■ DOCUMENT SEGMENT
===============
You can always tell when spring arrives in New England. Daffodils pop

up, snowbanks are hard to find, and car freaks invade the shopping

mall parking lots with their weekend car shows. These auto exhibitionists

have switched their convertibles into topless mode, throwing

open their hoods to expose their gleaming engines to onlookers.

Some passersby will sneak a peek. Others don’t get it. To them, well polished

carburetors and shiny spark plug wires are a temptation

easily resisted.

It’s a disturbed mind that spends an entire afternoon with Q-tips,

polishing the car’s dashboard instrument cluster. For anyone to dedicate

his or her life to detailing greasy engines and simonizing bumpers

and rear axles is sick! Auto engines are filthy. They are meant to

be filthy! God never intended these engines to be scrubbed so clean

you could eat off them. You want your scrambled eggs and bacon?

Get a dinner plate. You want the grime and mud off your car? Drop

a few coins in the ScrubaDub Car Wash. Leave your hood down to

cover up your motor—because normal people don’t need to know,

don’t even care, about that muck accumulating on your engine’s cylinder

block. No engine police inspectors are checking to see if

the valve cover has gunk on it.

Onlookers might be fooled into thinking they

are seeing exquisite motorcars far superior to their rust buckets.

Little do they realize they are witnessing something much darker.

In reality, what they are looking at is the wasted lives of guys

with troubled minds and far too much free time. I know this because

I am one of those troubled guys.

What we do is compulsive. We’ve got an out-of-control obsession

that is not normal. We squander countless hours fussing over

our cars like a mother orangutan grooms her young.
===============
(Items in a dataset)
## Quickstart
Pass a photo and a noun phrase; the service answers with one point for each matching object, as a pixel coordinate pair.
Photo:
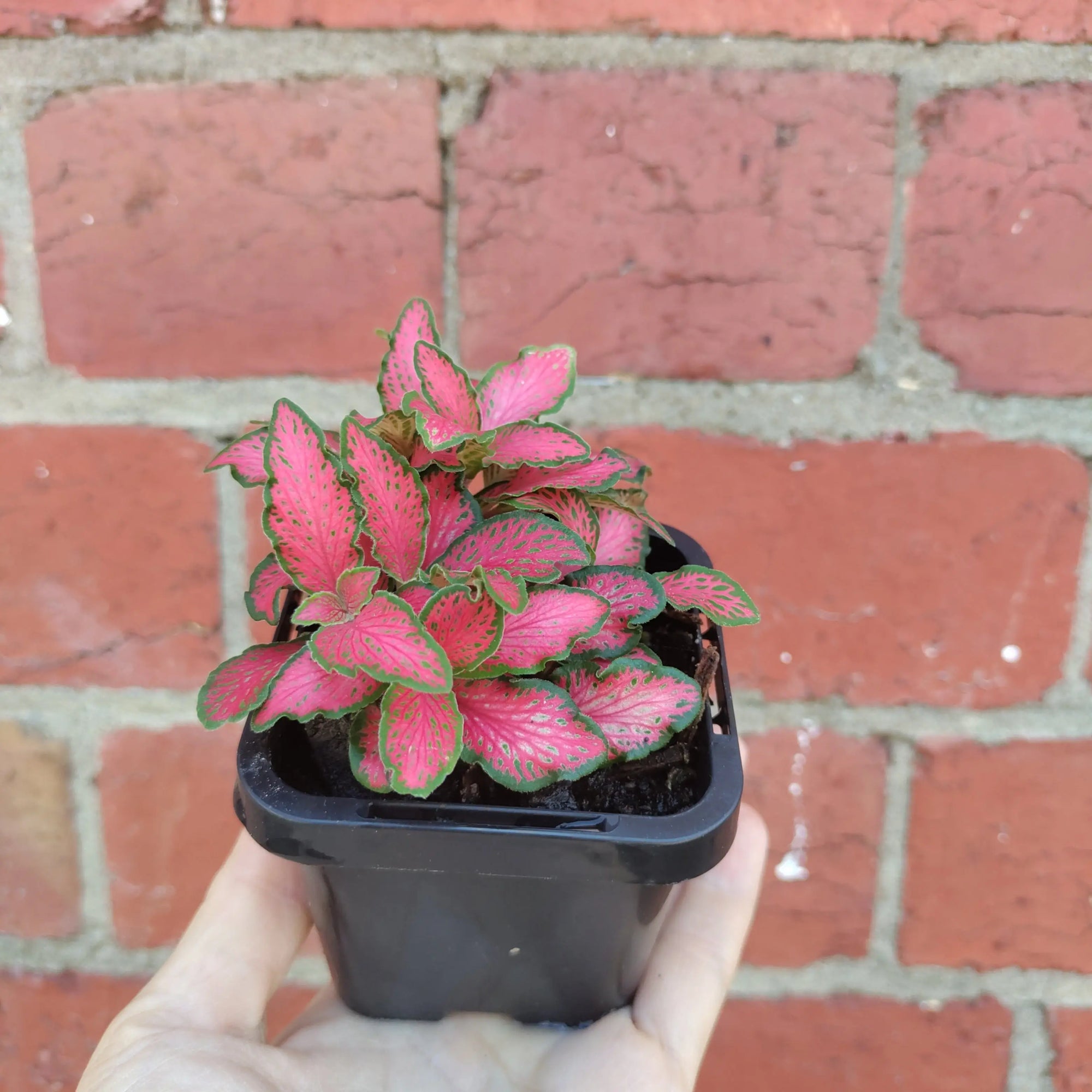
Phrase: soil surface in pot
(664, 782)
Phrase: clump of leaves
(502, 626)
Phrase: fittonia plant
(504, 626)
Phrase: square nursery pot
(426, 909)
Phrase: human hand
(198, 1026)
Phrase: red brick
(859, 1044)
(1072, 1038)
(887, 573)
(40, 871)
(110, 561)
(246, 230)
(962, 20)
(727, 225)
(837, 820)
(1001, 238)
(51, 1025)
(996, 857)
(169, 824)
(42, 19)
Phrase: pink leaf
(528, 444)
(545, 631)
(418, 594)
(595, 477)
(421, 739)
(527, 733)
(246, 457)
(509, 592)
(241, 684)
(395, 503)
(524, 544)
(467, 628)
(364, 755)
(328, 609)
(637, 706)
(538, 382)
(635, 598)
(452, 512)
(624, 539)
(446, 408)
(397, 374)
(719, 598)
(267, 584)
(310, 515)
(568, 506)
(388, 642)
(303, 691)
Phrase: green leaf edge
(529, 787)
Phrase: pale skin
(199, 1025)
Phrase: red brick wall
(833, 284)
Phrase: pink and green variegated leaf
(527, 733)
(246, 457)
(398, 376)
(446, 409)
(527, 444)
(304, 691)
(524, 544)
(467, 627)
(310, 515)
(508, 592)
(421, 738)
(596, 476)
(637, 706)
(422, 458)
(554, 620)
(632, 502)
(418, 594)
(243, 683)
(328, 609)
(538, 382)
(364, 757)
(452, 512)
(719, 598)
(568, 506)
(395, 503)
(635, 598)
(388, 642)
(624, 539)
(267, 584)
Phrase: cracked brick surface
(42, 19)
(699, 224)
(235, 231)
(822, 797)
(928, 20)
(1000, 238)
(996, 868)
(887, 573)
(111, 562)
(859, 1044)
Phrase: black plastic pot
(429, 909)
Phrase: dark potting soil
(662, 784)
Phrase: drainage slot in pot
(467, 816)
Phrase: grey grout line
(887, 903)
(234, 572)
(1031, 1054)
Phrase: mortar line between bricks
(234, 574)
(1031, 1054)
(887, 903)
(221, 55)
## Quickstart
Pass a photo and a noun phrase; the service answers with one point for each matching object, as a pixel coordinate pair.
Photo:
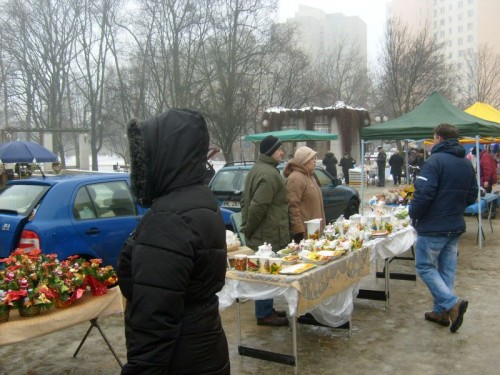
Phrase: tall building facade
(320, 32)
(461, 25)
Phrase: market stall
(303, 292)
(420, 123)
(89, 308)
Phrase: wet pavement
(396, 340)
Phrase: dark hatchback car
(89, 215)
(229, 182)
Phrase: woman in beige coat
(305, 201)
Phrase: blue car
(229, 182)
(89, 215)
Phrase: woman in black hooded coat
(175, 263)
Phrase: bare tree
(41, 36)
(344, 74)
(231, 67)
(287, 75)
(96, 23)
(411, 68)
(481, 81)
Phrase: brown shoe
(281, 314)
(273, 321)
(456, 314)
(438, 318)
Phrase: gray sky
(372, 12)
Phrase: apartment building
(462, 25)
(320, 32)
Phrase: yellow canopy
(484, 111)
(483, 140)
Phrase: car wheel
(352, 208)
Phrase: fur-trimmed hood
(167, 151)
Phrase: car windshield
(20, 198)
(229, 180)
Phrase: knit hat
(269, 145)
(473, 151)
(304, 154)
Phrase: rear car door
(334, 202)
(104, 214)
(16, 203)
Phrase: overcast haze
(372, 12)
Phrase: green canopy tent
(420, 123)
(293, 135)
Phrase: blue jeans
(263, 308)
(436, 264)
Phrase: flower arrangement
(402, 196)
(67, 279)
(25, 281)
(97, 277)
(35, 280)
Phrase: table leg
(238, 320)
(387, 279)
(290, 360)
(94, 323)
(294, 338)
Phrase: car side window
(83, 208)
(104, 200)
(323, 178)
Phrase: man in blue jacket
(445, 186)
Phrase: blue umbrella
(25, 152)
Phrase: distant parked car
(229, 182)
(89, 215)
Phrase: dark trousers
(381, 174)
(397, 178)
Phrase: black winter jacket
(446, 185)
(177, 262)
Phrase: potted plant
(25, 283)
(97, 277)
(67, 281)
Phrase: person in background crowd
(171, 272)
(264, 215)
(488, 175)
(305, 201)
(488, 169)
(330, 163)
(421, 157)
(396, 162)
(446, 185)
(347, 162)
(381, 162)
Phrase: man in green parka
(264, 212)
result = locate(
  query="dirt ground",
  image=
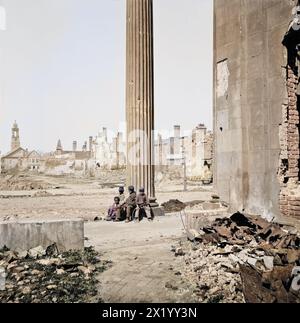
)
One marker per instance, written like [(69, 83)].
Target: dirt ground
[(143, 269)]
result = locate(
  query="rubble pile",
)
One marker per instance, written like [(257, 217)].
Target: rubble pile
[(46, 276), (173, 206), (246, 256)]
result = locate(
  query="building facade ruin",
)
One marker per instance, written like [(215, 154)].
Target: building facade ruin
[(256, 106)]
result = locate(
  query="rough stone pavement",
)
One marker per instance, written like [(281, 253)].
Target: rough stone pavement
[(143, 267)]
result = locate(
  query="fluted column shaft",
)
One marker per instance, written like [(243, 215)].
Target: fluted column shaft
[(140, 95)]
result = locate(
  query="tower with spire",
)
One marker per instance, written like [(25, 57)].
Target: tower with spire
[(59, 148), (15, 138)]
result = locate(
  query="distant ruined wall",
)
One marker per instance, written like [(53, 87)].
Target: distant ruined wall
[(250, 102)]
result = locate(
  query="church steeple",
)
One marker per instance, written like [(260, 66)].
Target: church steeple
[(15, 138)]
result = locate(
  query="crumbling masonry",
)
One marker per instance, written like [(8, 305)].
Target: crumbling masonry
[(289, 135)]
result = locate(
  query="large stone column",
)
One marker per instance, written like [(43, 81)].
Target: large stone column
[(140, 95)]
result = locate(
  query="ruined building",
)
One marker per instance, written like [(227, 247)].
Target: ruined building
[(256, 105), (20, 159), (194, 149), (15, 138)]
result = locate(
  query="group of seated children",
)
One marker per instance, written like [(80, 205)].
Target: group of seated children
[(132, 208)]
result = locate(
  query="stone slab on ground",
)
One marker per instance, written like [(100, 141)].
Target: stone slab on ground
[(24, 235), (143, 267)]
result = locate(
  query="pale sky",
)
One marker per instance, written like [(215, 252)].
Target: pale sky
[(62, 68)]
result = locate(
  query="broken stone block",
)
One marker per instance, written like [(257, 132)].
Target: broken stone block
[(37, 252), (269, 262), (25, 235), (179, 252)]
===============
■ WORK INSTRUCTION A
In the car-show essay, where do the car enthusiasts hold their weekend car shows?
■ WORK INSTRUCTION B
Pick up the car-show essay after its final sentence and continue writing it.
The rows were taken from a separate source.

■ WRITTEN ANSWER A
In shopping mall parking lots.

■ WRITTEN ANSWER B
There is no single diagnosis that explains why my fraternity of

troubled individuals wastes their lives with rags in hand, polishing.

According to one theory, some of us have this peculiar mindset:

our cars are material extensions of our egos. If you kick our bumpers

or fenders, we feel as though you’ve kicked us in the kneecaps.

Alternatively, when we see people gathered around our shiny, vision-of-

perfection roadsters, our egos soar to euphoric highs.

For other distraught guys, a day spent scrubbing and wiping

is a therapeutic thing. According to this thesis, washing all those

splotches of tar, grime, and bug splats down the drain is like purging

the mind of its torment. Polishing our cars provides the same self-realization

fulfillment as we would get spending an hour with our

psychotherapists—at a price we can afford.

For still others, this is a transformational, Zen moment.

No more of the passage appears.